Dataset records START
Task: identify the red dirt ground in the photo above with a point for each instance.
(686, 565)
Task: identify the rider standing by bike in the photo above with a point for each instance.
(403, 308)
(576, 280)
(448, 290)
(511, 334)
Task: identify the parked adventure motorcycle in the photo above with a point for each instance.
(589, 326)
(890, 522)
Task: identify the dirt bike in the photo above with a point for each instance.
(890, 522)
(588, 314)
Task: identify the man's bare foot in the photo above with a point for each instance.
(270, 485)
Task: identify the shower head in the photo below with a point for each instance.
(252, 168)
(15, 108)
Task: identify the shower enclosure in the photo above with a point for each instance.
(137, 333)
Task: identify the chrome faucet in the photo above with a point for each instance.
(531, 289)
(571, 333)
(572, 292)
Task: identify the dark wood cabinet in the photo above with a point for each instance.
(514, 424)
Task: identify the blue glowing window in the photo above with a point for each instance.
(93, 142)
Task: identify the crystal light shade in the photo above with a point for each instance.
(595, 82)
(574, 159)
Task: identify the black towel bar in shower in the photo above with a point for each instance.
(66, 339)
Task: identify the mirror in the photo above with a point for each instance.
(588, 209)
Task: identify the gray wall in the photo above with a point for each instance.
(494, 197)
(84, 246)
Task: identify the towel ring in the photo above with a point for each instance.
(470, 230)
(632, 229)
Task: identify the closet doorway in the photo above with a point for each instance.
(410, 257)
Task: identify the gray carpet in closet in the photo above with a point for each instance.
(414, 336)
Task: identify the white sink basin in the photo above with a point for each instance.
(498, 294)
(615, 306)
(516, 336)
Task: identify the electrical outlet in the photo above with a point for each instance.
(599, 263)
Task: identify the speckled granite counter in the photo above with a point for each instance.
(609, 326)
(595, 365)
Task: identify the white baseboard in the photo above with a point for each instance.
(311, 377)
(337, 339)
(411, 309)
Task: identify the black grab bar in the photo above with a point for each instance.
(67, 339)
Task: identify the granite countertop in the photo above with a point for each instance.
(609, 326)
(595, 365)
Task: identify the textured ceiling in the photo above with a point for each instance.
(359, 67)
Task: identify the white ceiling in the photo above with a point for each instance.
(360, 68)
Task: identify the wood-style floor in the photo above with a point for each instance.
Dataset records END
## Activity
Please let your answer be exactly the lines from the one holding "Task: identify the black grab" through the last line of the entries above, both ends included.

## Written response
Task: identify the black grab bar in the photo above with a point for each instance.
(67, 339)
Task: identify the granite countertop in the photo above with a point for each instance.
(609, 326)
(595, 365)
Task: identify the textured ceiling in the photo above with a point for each instance.
(359, 67)
Task: identify the white ceiling in the photo above with a point for each instance.
(360, 68)
Task: identify the wood-style floor in the photo above with a point for each instance.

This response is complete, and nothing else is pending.